### [WHAT THE TASK REQUIRES]
Would you retype, word for word, the line with "find orange foliage tree" and every line after it through the end of the records below?

-.-.-

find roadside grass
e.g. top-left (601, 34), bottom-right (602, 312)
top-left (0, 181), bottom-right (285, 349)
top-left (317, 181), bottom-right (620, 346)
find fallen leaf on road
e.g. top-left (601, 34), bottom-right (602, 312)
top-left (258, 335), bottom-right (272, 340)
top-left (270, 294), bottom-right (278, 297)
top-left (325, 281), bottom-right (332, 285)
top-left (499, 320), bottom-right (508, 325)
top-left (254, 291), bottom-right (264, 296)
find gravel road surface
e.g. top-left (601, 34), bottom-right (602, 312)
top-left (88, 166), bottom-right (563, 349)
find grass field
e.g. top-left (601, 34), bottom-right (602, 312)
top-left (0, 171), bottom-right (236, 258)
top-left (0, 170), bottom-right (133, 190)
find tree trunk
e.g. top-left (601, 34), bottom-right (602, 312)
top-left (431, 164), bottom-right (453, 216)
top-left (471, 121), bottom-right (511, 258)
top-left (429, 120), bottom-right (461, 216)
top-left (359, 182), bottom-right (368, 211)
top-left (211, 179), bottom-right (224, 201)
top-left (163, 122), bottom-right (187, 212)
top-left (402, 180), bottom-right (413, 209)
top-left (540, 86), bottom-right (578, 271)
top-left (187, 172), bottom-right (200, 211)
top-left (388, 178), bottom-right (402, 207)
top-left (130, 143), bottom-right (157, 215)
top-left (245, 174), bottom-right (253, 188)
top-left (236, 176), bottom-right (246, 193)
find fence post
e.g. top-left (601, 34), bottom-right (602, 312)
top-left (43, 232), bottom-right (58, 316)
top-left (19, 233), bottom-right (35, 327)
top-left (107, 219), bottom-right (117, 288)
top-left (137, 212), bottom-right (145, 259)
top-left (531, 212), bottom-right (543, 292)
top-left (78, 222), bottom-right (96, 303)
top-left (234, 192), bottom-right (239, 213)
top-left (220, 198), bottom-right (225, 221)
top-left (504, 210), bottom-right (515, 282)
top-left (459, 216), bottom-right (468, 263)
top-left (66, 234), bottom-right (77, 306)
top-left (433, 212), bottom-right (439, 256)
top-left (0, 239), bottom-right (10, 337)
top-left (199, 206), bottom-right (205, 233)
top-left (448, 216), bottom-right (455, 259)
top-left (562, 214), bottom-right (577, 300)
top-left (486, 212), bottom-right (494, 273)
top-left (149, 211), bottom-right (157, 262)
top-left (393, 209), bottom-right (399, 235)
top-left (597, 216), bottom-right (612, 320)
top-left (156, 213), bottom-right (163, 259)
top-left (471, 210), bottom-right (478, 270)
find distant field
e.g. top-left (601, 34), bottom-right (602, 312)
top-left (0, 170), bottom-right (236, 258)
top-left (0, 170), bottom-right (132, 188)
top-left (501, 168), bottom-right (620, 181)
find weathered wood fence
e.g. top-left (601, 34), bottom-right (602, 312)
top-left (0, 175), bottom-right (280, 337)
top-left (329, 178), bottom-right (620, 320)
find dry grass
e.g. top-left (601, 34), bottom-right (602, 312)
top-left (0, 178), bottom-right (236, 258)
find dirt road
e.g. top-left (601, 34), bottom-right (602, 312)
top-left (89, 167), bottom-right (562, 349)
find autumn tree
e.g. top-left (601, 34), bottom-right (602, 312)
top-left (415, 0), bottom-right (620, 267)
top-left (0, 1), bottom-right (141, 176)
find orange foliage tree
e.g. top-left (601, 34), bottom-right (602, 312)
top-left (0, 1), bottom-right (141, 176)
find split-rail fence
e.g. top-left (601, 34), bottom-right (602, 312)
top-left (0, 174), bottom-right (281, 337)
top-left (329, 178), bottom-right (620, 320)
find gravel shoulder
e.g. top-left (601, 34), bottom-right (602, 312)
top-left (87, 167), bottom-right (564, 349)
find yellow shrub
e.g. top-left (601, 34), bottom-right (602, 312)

-.-.-

### [COMPLETED EXERCISE]
find orange foliage tree
e.g. top-left (601, 34), bottom-right (602, 312)
top-left (0, 1), bottom-right (141, 176)
find split-rail fence
e.g. top-left (601, 34), bottom-right (602, 312)
top-left (0, 174), bottom-right (281, 337)
top-left (329, 178), bottom-right (620, 320)
find gravel shoulder
e.g. top-left (601, 34), bottom-right (602, 312)
top-left (87, 167), bottom-right (564, 349)
find yellow shrub
e.g. top-left (601, 34), bottom-right (602, 312)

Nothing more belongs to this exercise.